▶ _Short task 1_:
Extract every line of the records below that contains the string "cobblestone", matching case exactly.

▶ _Page extract_:
========================

Date: 20031105
Docket: IMM-8256-03
Citation: 2003 FC 1295
BETWEEN:
NAWAZ AHMAD
Applicant
- and -
THE MINISTER OF CITIZENSHIP
AND IMMIGRATION
Respondent
REASONS FOR ORDER
MacKAY J.
[1] These are brief reasons for the Court's decision to allow an application by the Applicant for a stay of his removal from Canada, scheduled for November 4, 2003, pending determination of his Application for Leave, and if leave be granted, of his Application for Judicial Review of the decision of a pre-removal risk assessment ("PRRA") officer, dated September 24, 2003. By that decision, the officer determined that the Applicant, if here were removed from Canada to his native Pakistan, would not face a risk of persecution, or of torture, or risk to his life, or of cruel and unusual punishment within sections 96 and 97 of the Immigration and Refugee Protection Act, S.C. 2001, c. 27 (as amended), ("IRPA").
[2] The Applicant was born and lived in Pakistan until 1999, when he came to Canada and claimed Convention refugee status. That claim was denied by the CRDD in October 1999. Later the Applicant applied for a determination that he was a member of the PDRCC class, an application not dealt with before the IRPA came into effect in June 2002.
[3] In August 2003, the Applicant was invited to update previous PDRCC submissions to be considered under the pre-removal risk assessment process provided by IRPA. Submissions were made by counsel on the Applicant's behalf in September 2003.
[4] On October 7, 2003, the Applicant appeared at the enforcement office of CIC and was given a negative PRRA decision. He was then advised to arrange for his travel from Canada and to report back to the centre. Ultimately, arrangements were made for him to leave for Pakistan on November 4 and he was directed to report for removal on that day.

========================

▶ _Material supplied_:
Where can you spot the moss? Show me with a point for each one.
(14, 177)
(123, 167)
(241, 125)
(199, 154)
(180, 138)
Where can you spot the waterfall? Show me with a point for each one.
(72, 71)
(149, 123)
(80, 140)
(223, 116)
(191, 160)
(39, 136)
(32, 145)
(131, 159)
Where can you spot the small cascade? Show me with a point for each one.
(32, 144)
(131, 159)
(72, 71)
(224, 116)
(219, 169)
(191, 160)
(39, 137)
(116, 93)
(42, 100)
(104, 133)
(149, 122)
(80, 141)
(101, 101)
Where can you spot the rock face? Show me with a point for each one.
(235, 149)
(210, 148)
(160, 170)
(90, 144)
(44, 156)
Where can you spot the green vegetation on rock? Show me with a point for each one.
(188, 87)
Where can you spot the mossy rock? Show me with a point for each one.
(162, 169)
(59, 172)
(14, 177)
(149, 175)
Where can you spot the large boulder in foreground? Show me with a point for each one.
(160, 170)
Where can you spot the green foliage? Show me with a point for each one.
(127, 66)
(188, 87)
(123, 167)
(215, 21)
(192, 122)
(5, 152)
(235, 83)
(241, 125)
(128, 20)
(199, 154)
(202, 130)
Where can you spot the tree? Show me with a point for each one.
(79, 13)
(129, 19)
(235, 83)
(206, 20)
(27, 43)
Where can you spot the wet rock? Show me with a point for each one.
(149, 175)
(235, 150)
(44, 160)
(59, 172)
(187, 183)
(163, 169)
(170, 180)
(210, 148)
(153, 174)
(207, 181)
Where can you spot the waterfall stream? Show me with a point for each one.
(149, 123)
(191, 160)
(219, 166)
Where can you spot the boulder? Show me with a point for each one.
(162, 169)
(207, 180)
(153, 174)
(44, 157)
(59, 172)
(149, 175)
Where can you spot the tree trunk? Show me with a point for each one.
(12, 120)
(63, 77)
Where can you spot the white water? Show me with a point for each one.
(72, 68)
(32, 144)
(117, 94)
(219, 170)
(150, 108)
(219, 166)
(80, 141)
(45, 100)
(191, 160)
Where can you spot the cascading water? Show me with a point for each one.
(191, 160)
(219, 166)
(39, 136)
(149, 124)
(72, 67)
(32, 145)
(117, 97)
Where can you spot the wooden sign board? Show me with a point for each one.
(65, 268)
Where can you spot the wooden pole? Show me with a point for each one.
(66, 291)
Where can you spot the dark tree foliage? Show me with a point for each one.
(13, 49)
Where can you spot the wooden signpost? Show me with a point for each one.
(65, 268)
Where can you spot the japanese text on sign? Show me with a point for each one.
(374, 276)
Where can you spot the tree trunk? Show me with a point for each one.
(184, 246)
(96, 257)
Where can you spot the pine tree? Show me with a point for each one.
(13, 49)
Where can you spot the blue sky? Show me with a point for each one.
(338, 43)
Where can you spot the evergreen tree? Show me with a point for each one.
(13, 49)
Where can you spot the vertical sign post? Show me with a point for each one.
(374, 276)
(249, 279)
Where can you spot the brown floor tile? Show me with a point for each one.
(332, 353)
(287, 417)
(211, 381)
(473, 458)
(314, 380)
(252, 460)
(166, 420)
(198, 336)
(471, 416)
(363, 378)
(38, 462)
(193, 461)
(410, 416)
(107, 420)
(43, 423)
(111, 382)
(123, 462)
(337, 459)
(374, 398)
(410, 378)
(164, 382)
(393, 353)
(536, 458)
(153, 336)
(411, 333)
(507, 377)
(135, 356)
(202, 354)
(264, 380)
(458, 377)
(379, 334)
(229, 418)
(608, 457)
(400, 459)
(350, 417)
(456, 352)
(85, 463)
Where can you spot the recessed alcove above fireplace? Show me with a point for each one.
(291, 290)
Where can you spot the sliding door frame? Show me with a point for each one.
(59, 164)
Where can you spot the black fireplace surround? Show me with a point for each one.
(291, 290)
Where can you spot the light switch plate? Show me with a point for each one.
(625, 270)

========================

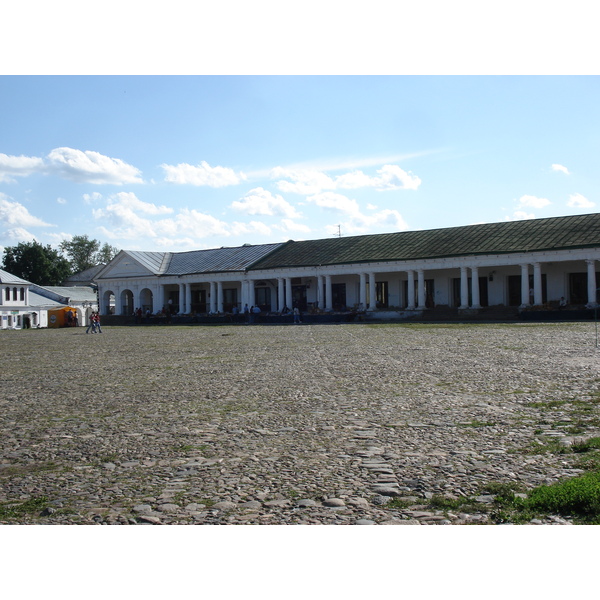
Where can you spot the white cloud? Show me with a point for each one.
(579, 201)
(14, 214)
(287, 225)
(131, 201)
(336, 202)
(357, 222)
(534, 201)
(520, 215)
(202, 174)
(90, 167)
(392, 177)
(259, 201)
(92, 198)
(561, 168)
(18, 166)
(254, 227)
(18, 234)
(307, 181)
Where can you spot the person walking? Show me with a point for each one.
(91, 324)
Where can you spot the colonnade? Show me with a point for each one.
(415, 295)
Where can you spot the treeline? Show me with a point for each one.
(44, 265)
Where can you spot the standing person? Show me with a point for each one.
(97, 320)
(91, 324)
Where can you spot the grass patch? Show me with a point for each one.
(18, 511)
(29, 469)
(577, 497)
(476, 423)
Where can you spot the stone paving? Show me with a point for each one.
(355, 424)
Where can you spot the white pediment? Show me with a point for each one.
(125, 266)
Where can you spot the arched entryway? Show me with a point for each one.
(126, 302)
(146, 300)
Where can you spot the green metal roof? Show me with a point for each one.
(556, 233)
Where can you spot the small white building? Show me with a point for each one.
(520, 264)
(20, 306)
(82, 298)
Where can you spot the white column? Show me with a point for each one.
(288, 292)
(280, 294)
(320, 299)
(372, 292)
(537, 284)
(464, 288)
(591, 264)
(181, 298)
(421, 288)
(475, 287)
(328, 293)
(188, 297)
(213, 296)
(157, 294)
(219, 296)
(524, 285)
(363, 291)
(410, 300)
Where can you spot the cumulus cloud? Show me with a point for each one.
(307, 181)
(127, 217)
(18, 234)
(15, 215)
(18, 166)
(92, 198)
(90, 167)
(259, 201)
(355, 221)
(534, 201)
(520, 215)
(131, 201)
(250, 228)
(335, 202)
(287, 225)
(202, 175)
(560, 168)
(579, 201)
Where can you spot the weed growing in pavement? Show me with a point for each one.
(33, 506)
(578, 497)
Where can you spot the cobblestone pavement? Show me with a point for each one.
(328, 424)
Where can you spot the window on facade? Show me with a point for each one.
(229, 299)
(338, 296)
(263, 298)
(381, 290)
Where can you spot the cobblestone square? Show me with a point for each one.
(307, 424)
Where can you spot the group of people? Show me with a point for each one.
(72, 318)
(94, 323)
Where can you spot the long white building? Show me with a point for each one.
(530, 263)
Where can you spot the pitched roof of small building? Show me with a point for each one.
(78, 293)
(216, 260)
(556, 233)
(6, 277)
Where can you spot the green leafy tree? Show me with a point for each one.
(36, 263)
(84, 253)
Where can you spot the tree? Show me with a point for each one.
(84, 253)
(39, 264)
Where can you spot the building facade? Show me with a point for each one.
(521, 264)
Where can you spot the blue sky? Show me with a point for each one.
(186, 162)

========================

▶ _Short task 2_:
Write out the reasons for order above in full, word for word.

▶ _Task output 1_:
Where can you spot the cobblestone pavement? Show me with a point for each one.
Where can you spot the cobblestone square? Show me with a point for each one.

▶ _Task output 2_:
Date: 20031105
Docket: IMM-8256-03
Citation: 2003 FC 1295
BETWEEN:
NAWAZ AHMAD
Applicant
- and -
THE MINISTER OF CITIZENSHIP
AND IMMIGRATION
Respondent
REASONS FOR ORDER
MacKAY J.
[1] These are brief reasons for the Court's decision to allow an application by the Applicant for a stay of his removal from Canada, scheduled for November 4, 2003, pending determination of his Application for Leave, and if leave be granted, of his Application for Judicial Review of the decision of a pre-removal risk assessment ("PRRA") officer, dated September 24, 2003. By that decision, the officer determined that the Applicant, if here were removed from Canada to his native Pakistan, would not face a risk of persecution, or of torture, or risk to his life, or of cruel and unusual punishment within sections 96 and 97 of the Immigration and Refugee Protection Act, S.C. 2001, c. 27 (as amended), ("IRPA").
[2] The Applicant was born and lived in Pakistan until 1999, when he came to Canada and claimed Convention refugee status. That claim was denied by the CRDD in October 1999. Later the Applicant applied for a determination that he was a member of the PDRCC class, an application not dealt with before the IRPA came into effect in June 2002.
[3] In August 2003, the Applicant was invited to update previous PDRCC submissions to be considered under the pre-removal risk assessment process provided by IRPA. Submissions were made by counsel on the Applicant's behalf in September 2003.
[4] On October 7, 2003, the Applicant appeared at the enforcement office of CIC and was given a negative PRRA decision. He was then advised to arrange for his travel from Canada and to report back to the centre. Ultimately, arrangements were made for him to leave for Pakistan on November 4 and he was directed to report for removal on that day.